» **Short exercise**: Rewrite the lines below, replacing "face" with "wall" everywhere and leaving everything else unchanged.

◆ ◆ ◆

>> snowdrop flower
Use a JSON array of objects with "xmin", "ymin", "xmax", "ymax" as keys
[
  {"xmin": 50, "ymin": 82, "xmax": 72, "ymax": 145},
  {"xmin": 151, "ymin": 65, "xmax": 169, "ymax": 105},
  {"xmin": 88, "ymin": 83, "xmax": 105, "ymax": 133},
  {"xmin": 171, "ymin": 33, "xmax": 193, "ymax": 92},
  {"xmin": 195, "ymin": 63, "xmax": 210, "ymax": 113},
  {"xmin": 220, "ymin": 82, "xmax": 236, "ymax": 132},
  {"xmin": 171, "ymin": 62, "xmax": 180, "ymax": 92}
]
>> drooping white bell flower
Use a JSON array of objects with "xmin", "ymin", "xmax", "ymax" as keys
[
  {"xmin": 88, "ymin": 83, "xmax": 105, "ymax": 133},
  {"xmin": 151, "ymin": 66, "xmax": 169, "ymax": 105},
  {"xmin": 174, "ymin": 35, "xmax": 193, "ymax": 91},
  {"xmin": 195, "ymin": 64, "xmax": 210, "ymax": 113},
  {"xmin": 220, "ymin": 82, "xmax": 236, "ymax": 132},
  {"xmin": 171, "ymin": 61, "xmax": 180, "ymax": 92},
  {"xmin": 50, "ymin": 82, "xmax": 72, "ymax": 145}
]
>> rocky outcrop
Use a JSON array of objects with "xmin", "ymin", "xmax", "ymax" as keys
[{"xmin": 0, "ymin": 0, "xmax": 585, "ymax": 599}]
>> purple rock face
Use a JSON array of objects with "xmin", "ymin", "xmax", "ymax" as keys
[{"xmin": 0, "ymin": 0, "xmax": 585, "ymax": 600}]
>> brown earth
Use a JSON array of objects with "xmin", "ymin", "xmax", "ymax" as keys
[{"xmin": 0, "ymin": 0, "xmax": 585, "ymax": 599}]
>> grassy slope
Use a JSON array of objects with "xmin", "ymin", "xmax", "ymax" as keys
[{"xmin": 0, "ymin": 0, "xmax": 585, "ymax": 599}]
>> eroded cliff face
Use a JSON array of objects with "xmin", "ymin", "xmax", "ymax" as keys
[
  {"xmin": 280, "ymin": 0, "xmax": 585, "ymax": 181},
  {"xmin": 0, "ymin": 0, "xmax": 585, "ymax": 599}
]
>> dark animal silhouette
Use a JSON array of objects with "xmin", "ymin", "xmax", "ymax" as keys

◆ ◆ ◆

» **Exercise response**:
>> snowdrop flower
Use a JSON array of objects with "xmin", "ymin", "xmax", "ymax" as keys
[
  {"xmin": 50, "ymin": 82, "xmax": 72, "ymax": 145},
  {"xmin": 151, "ymin": 65, "xmax": 169, "ymax": 105},
  {"xmin": 88, "ymin": 83, "xmax": 105, "ymax": 133},
  {"xmin": 171, "ymin": 33, "xmax": 193, "ymax": 92},
  {"xmin": 195, "ymin": 63, "xmax": 210, "ymax": 113},
  {"xmin": 220, "ymin": 82, "xmax": 236, "ymax": 132},
  {"xmin": 171, "ymin": 62, "xmax": 180, "ymax": 92}
]
>> drooping white bell flower
Use a JSON array of objects with "xmin", "ymin", "xmax", "ymax" as keys
[
  {"xmin": 88, "ymin": 83, "xmax": 105, "ymax": 133},
  {"xmin": 151, "ymin": 66, "xmax": 169, "ymax": 105},
  {"xmin": 174, "ymin": 35, "xmax": 193, "ymax": 91},
  {"xmin": 195, "ymin": 64, "xmax": 210, "ymax": 113},
  {"xmin": 220, "ymin": 82, "xmax": 236, "ymax": 132},
  {"xmin": 171, "ymin": 61, "xmax": 180, "ymax": 92},
  {"xmin": 50, "ymin": 82, "xmax": 72, "ymax": 145}
]
>> rocky outcrop
Use a JSON array of objects with "xmin", "ymin", "xmax", "ymax" as keys
[{"xmin": 0, "ymin": 0, "xmax": 585, "ymax": 599}]
>> purple rock wall
Use a JSON array of objects with "xmin", "ymin", "xmax", "ymax" as keys
[{"xmin": 0, "ymin": 0, "xmax": 585, "ymax": 600}]
>> brown earth
Use a JSON array of objects with "xmin", "ymin", "xmax", "ymax" as keys
[{"xmin": 0, "ymin": 0, "xmax": 585, "ymax": 599}]
>> grassy slope
Use a JSON array of objects with "xmin", "ymin", "xmax", "ymax" as keys
[{"xmin": 0, "ymin": 0, "xmax": 585, "ymax": 599}]
>> eroded cliff wall
Use a JSON array of objects with "xmin", "ymin", "xmax", "ymax" as keys
[
  {"xmin": 280, "ymin": 0, "xmax": 585, "ymax": 181},
  {"xmin": 0, "ymin": 0, "xmax": 585, "ymax": 599}
]
>> dark animal silhouette
Use a JSON array of objects with "xmin", "ymin", "xmax", "ymax" as keys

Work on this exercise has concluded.